*YOUR OBJECTIVE*.
Your task is to repeat the entries below exactly and to leave their images out.
::: RECORD SET :::
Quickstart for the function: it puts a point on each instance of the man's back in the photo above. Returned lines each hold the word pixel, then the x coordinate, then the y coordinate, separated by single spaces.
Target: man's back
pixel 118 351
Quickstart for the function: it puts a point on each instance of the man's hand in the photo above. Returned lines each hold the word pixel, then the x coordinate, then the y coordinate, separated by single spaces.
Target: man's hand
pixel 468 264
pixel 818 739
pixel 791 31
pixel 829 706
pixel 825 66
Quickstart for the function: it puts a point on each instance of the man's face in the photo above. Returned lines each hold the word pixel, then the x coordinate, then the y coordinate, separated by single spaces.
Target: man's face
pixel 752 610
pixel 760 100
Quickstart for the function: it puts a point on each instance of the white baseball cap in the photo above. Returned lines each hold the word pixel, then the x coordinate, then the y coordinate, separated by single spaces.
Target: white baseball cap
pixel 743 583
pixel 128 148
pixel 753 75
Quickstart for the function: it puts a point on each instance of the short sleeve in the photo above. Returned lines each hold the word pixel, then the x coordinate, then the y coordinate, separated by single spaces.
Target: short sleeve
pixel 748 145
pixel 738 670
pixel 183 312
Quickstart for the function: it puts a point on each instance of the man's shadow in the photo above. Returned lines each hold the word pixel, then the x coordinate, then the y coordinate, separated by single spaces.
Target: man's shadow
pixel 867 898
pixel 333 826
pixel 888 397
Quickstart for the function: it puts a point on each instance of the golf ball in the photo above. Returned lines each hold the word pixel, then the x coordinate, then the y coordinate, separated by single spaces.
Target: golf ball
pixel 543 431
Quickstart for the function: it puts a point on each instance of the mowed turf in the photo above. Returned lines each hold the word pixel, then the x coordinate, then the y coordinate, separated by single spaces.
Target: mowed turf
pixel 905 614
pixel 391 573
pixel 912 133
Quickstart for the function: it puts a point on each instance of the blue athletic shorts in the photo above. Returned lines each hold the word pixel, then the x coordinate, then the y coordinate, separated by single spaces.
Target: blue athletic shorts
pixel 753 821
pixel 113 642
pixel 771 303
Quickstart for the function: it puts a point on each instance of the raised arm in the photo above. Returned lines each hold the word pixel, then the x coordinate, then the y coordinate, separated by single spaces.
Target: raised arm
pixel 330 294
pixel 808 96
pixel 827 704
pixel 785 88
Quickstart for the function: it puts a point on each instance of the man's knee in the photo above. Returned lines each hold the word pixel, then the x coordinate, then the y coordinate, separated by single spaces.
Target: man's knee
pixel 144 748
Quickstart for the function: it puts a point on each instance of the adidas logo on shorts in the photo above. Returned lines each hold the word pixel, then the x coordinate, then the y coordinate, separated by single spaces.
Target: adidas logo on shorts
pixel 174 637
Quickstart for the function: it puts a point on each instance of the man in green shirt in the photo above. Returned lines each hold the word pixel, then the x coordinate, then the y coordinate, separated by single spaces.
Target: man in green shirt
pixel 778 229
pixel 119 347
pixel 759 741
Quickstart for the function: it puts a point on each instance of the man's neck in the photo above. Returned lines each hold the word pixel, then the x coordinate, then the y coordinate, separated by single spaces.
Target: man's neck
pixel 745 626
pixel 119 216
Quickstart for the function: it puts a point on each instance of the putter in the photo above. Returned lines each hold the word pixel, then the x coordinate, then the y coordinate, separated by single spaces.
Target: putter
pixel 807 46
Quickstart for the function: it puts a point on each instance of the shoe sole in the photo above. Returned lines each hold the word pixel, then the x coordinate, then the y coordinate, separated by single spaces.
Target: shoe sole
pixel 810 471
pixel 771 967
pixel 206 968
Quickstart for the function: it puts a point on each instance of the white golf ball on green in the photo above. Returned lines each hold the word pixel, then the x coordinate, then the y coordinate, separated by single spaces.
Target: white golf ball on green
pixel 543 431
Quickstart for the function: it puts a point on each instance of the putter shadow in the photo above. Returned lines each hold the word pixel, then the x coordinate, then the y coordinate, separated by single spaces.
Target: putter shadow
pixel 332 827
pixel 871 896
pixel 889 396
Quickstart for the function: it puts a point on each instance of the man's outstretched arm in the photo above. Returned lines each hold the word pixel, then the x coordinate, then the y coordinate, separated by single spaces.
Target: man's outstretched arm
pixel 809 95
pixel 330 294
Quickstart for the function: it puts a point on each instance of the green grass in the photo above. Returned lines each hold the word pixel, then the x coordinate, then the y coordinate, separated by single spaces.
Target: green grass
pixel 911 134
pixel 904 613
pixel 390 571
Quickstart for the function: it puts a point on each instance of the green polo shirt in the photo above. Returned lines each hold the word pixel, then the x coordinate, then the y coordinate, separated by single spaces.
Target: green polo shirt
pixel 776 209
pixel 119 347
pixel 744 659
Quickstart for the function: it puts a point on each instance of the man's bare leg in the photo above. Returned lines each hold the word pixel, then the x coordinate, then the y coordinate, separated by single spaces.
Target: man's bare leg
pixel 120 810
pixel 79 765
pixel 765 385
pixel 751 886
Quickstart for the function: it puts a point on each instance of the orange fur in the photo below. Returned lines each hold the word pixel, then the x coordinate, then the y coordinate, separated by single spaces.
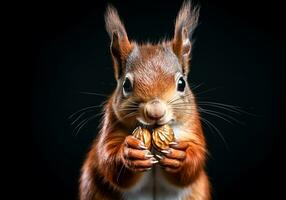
:::
*RESULT*.
Quickstart for the function: it puts a point on each instance of the man's back in the photo above. Returned lines each hold the word pixel, then the x coordinate, then the y coordinate, separated by single spaces.
Target: man's back
pixel 118 351
Quickstart for the function: it puts a point on each instance of the man's hand in the photo above. Returned lines each hold the word pixel, then the x coordinate, then the y coordinate, separated by single spaces.
Target: man's hand
pixel 468 264
pixel 818 739
pixel 791 31
pixel 829 706
pixel 825 66
Quickstart for the function: it puts a point on each instance of the man's face in the photo above. Returned lines each hold the word pixel, then the x coordinate, then the y coordinate, separated by single spaces.
Target: man's face
pixel 752 610
pixel 760 100
Quickstart for the function: it puts a point on each instance of the white baseball cap in the photo above. Returned lines each hold the word pixel, then the x coordinate, then the y coordinate, separated by single spaces.
Target: white baseball cap
pixel 743 583
pixel 128 148
pixel 753 75
Quickstart for the function: it puts a point on each instance of the short sleeve in the photo above. Returned lines each hold the word pixel, then the x coordinate, then the y coordinate, separated by single spaces.
Target: short sleeve
pixel 748 145
pixel 738 670
pixel 183 312
Quickstart for the function: it puts a point on each instance of the man's shadow in the photo above. Returned lines each hold the word pixel, then the x coordinate, then the y coordinate, separated by single spaces.
Target: man's shadow
pixel 867 898
pixel 333 826
pixel 888 397
Quickstart for the function: it puts a point on each instance of the golf ball in the photo above. Returned lines each hold the word pixel, then the x coordinate, then the y coordinate, separated by single spaces.
Target: golf ball
pixel 543 431
Quickstart for the function: it puts a point on each instance of the mowed turf in the photo above. Returned lines each hold the word pixel, then the x coordinate, then the y coordinate, separated by single spaces.
Target: mowed turf
pixel 905 614
pixel 391 573
pixel 912 133
Quickstart for the function: it puts a point on each instance of the blue athletic shorts in the photo above. Returned lines each hold the word pixel, then the x coordinate, then the y coordinate, separated by single spaces.
Target: blue athletic shorts
pixel 753 821
pixel 113 642
pixel 771 303
Quickstart for the function: it puts a point on each instance of the raised arm in the photo above. Returned lines each hold the word pixel, then the x coordinate, then the y coordinate, separated by single spaces.
Target: raised arm
pixel 330 294
pixel 808 96
pixel 827 704
pixel 785 88
Quickstart for the function: it puts a point on each instance of the man's knee in the photo above. Returned lines each hold the word pixel, then the x coordinate, then the y coordinate, separated by single spaces.
Target: man's knee
pixel 144 748
Quickstart for the function: it puts a point on each instance of the adidas logo on shorts in the photo above. Returned lines each hold the word pixel, then the x coordinate, then the y coordinate, separated by single spaces.
Target: adidas logo on shorts
pixel 174 637
Quickstart for the function: it puts a point on each instance of the man in green shirt in the photo above. Returned lines each hold the word pixel, then the x coordinate, then the y coordinate, separated by single spaces.
Target: man in green shirt
pixel 778 229
pixel 119 347
pixel 759 741
Quickstart for the function: it puts a point on each instance of the man's neck in the photo above. Returned lines each hold the word pixel, then the x coordinate, then the y coordinate, separated by single spaces.
Target: man's neck
pixel 745 626
pixel 119 216
Quickstart for the function: it puts a point on each instance of the putter in the photo above. Returned lines each hold the word pixel, then the x coordinate, then the y coordinate, separated by single spaces.
Target: putter
pixel 807 46
Quickstart for the function: it puts a point on each instance of the shoe sole in the photo above. Returned lines each hold the word pixel, then the x coordinate, then the y coordinate, separated by single spaces.
Target: shoe sole
pixel 810 471
pixel 771 967
pixel 206 968
Quickstart for the function: it puts a point on each instance of the white golf ball on green in the photo above. Returned lines each hold the word pixel, then the x coordinate, then the y coordinate, separated by single spaces.
Target: white golf ball on green
pixel 543 431
Quickstart for the function: it puts a point on each instance of the putter shadow in the photo above. Returned lines each hold the word pixel, then the x coordinate, then the y coordinate, separated by single spaces.
Target: putter shadow
pixel 332 827
pixel 871 896
pixel 889 396
Quickstart for the function: it puts a point on each instance of the man's outstretched arm in the photo above. Returned lines each hold the word pixel, then the x coordinate, then the y coordinate, separated by single spaces.
Target: man's outstretched arm
pixel 809 95
pixel 330 294
Quickstart for the function: it puts a point on each instance of the green grass in the photo above. Returned lines each hold the word pixel, then the x coordinate, then the y coordinate, separated by single spaces.
Target: green grass
pixel 911 134
pixel 904 613
pixel 390 571
Quickstart for the function: it puts a point on each instance of the green polo shirt in the photo above. Returned lines each hold the word pixel, then the x coordinate, then the y coordinate, separated by single spaces.
Target: green polo shirt
pixel 776 209
pixel 119 347
pixel 744 659
Quickstart for the function: it puts a point on each instance of the man's bare leg in the photo above. Returned lines each hold the word pixel, then the x coordinate, then the y coordinate, separated by single spaces.
Target: man's bare leg
pixel 120 810
pixel 79 765
pixel 765 385
pixel 751 886
Quickstart for the function: it puts a point on each instance of the orange fur in the photo below. Returned lines each hold the word pixel, then the x coordinate, then the y coordinate, separated by single spaces.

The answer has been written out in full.